→ Brief 1: From the NHIS coding passage, quote the stretch from "Before 1969, in" through "the mainframe computers." word for word.
→ Brief 2:
Answer these questions from the NHIS coding passage:
(a) Which ICD revision was used from 1969 through 1988?
(b) Why were many special characters used in the keying before 1969?
(c) In the NHIS impairment X-codes, what did a fourth decimal suffix of "0" signify?
→ Brief 3: Recast the paragraph of the NHIS coding passage that begins "Before 1969, in all sections" as a short bulleted list that keeps its main facts.

→ Supplied passage:
--------------------------------

As mentioned above, from 1963 through 1996, much of the information collected on the core condition page was not keyed into the record. This included the name of the condition and the part(s) of the body injured; these entries were used only to assign the correct ICD code. Note that the 7th revision of the ICD codes was used from 1963 to 1968, the 8th revision from 1969 through 1988, and the 9th revision from 1989 through 1996. The data that were keyed and remained in the record included the place and cause of the injury and whether or not medical services were used and when. In the process of entering the data, staff was trained to merge duplicate records or to create additional records when separate injuries were not entered by the interviewer.
Once keyed, the only editing was to delete entries not corresponding to skip patterns and to assign a code to inappropriate or missing data. Responses falling outside the code categories for a question were given an “Unknown” code. It was not until later years in this period that this unknown category was differentiated into refused, don’t know, and not ascertained (missing but should have been answered) and, until 1997, this distinction appeared only in supplements.
Before 1969, in all sections of the data files, some variable values contained special characters such as “&”, “X”, and “-“ which usually represented not reported/no entry or unknown but could represent legitimate response codes. These were virtually always codes created in the coding instructions and used by staff coders rather than printed labels for the categories on the questionnaire. Many of these characters were used to avoid adding an additional column to the keying because space was a major concern in the early days of the mainframe computers.
There is a major exception to the use of “X” mentioned above; the 7th revision ICD codes had no provision for many of the existing conditions that the NHIS terms “impairments”. These impairments include such conditions as blindness, missing limbs, etc., some of which were caused by injuries. In order to code these conditions, most of which were chronic and had occurred more than three months previously, the NHIS created a series of two-digit codes preceded by an “X” to describe the nature of the impairment. It also included a fourth decimal suffix that designated a cause; “0” meant that it was caused by an injury. Each year some of these injury-caused impairments were acute in terms of time but coded as chronic because they were “permanent”, such as limbs amputated in an accident. Even though later versions of the ICD codes did have outcome codes for these conditions, the NHIS continued to use its own X-codes through 1996.
Supplemental questionnaires that addressed accidents and injuries, both those causing actual injuries and those that dealt with preventing injuries, were handled very differently. Typically, all data were keyed and remained on the file with little or no editing other than “enforcing” skip patterns and assigning “unknown” codes.

--------------------------------

→ Natural-language object grounding data:
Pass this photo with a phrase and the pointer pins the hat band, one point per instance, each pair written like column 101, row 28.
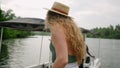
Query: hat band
column 60, row 11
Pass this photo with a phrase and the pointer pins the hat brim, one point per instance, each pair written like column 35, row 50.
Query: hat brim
column 57, row 12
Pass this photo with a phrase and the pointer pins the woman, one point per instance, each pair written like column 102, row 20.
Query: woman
column 67, row 44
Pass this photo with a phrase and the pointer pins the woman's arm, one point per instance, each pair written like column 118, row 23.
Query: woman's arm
column 60, row 45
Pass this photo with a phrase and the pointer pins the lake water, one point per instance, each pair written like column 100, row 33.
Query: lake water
column 20, row 53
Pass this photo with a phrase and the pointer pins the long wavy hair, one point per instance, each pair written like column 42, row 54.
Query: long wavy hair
column 73, row 34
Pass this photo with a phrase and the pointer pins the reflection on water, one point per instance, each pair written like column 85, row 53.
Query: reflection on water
column 4, row 56
column 25, row 52
column 19, row 53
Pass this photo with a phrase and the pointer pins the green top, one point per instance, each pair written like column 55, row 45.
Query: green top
column 71, row 59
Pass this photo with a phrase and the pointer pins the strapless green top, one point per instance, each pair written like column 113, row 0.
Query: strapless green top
column 71, row 59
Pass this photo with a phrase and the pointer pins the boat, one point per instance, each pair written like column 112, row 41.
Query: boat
column 36, row 24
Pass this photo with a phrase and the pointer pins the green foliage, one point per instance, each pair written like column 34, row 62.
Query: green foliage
column 10, row 33
column 108, row 32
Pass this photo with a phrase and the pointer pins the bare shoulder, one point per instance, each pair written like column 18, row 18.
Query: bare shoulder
column 57, row 29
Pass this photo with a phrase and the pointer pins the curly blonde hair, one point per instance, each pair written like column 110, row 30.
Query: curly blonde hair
column 73, row 34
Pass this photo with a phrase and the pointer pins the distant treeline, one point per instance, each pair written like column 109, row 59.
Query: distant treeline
column 10, row 33
column 108, row 32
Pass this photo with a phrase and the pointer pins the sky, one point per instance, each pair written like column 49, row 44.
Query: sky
column 86, row 13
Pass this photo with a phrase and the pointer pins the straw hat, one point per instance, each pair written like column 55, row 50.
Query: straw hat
column 59, row 8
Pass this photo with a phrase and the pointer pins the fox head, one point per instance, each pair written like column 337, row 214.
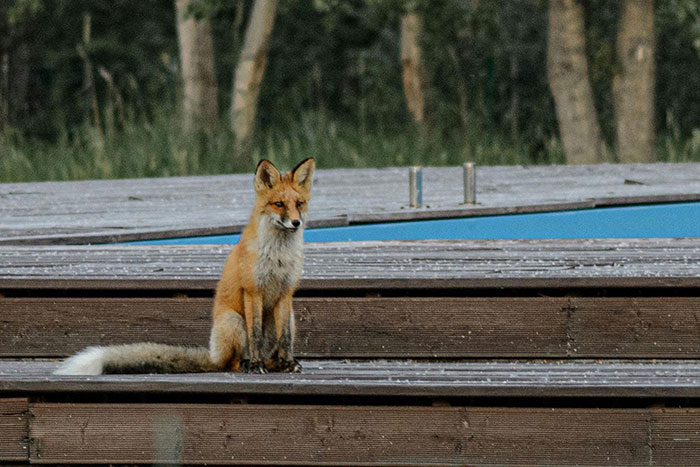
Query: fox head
column 284, row 198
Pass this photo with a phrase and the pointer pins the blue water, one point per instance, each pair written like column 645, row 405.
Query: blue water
column 646, row 221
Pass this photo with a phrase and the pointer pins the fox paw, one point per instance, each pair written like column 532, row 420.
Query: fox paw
column 253, row 367
column 289, row 366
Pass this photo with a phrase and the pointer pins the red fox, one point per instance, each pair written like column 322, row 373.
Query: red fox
column 252, row 319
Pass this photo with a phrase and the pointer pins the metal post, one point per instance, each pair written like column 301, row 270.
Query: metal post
column 415, row 187
column 469, row 183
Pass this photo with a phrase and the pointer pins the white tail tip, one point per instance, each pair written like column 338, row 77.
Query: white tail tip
column 87, row 362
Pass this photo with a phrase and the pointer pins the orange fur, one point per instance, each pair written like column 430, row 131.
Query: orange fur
column 252, row 320
column 248, row 289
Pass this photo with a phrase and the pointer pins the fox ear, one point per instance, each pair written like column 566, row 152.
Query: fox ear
column 266, row 176
column 303, row 173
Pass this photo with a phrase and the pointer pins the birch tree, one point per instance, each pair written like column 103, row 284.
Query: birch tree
column 250, row 71
column 200, row 105
column 567, row 73
column 633, row 84
column 414, row 74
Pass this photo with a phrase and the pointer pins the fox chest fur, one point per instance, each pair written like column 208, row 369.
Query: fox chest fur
column 279, row 261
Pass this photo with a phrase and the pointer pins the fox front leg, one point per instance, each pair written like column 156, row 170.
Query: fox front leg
column 284, row 325
column 253, row 305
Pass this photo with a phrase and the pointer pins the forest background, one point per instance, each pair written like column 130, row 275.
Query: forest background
column 134, row 88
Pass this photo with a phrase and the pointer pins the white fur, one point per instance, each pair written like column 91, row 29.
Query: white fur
column 87, row 362
column 280, row 259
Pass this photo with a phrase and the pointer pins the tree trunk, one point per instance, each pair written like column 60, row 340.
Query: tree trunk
column 200, row 106
column 633, row 84
column 567, row 72
column 249, row 73
column 414, row 75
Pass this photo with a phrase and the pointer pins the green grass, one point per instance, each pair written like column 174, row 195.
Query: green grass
column 160, row 149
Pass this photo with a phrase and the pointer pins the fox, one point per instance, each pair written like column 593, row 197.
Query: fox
column 252, row 328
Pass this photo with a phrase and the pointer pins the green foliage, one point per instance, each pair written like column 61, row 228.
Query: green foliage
column 332, row 88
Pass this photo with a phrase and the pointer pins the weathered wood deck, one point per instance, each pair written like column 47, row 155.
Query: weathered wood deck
column 438, row 352
column 424, row 264
column 487, row 352
column 120, row 210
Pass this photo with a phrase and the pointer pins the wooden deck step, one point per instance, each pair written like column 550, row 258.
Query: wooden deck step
column 427, row 264
column 376, row 327
column 184, row 433
column 122, row 210
column 513, row 379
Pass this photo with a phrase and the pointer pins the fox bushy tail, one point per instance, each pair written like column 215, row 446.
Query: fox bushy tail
column 138, row 358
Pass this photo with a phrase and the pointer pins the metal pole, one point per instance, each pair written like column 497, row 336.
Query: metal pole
column 415, row 187
column 469, row 183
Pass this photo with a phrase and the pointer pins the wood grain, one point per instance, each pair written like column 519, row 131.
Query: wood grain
column 375, row 327
column 393, row 379
column 13, row 430
column 326, row 328
column 427, row 264
column 322, row 435
column 121, row 210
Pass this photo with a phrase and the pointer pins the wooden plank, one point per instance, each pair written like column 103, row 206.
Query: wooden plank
column 326, row 328
column 13, row 430
column 371, row 379
column 675, row 436
column 431, row 264
column 118, row 210
column 635, row 327
column 322, row 435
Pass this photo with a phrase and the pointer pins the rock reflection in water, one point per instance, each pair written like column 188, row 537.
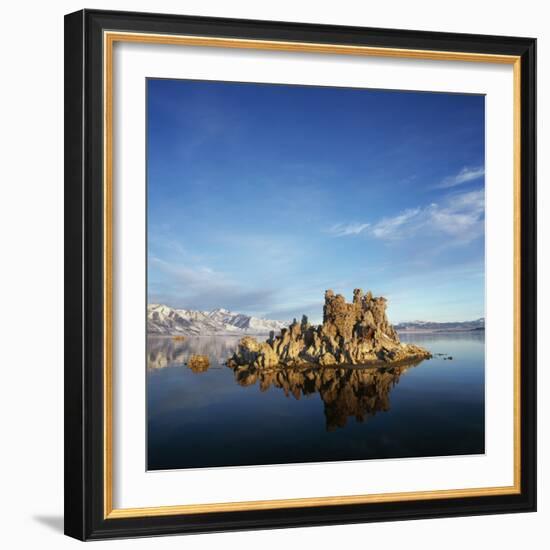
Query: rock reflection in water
column 346, row 392
column 166, row 352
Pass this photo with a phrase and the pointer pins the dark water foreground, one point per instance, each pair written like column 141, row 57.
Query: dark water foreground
column 217, row 417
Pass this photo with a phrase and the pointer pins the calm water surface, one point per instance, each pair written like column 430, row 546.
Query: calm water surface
column 215, row 417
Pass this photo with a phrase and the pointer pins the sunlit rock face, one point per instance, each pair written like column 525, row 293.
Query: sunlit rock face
column 198, row 363
column 346, row 392
column 356, row 333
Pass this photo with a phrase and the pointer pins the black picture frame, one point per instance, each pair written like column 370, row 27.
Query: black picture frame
column 84, row 282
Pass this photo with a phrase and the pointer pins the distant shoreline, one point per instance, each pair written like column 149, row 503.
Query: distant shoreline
column 438, row 330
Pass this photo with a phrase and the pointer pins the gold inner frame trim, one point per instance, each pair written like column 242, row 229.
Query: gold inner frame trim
column 109, row 39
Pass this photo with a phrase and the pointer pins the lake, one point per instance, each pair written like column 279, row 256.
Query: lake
column 215, row 417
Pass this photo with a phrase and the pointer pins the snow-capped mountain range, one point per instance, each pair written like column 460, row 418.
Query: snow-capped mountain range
column 162, row 319
column 429, row 326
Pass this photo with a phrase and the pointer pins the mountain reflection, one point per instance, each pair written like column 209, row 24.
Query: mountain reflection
column 345, row 392
column 358, row 392
column 167, row 352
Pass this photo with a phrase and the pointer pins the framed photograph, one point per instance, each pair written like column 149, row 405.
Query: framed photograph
column 300, row 274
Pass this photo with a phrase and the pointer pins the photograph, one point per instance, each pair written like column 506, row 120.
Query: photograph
column 315, row 274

--------------------------------

→ Output 1:
Before 1969, in all sections of the data files, some variable values contained special characters such as “&”, “X”, and “-“ which usually represented not reported/no entry or unknown but could represent legitimate response codes. These were virtually always codes created in the coding instructions and used by staff coders rather than printed labels for the categories on the questionnaire. Many of these characters were used to avoid adding an additional column to the keying because space was a major concern in the early days of the mainframe computers.

→ Output 2:
(a) The 8th revision.
(b) To avoid adding another column to the keying, because space was a major concern on early mainframe computers.
(c) That the impairment was caused by an injury.

→ Output 3:
- Before 1969, some variable values in all sections of the data files contained special characters such as "&", "X", and "-".
- These usually represented not reported/no entry or unknown, but could represent legitimate response codes.
- They were almost always codes created in the coding instructions and used by staff coders, not printed category labels on the questionnaire.
- Many were used to avoid adding another keying column, since space was a major concern on early mainframe computers.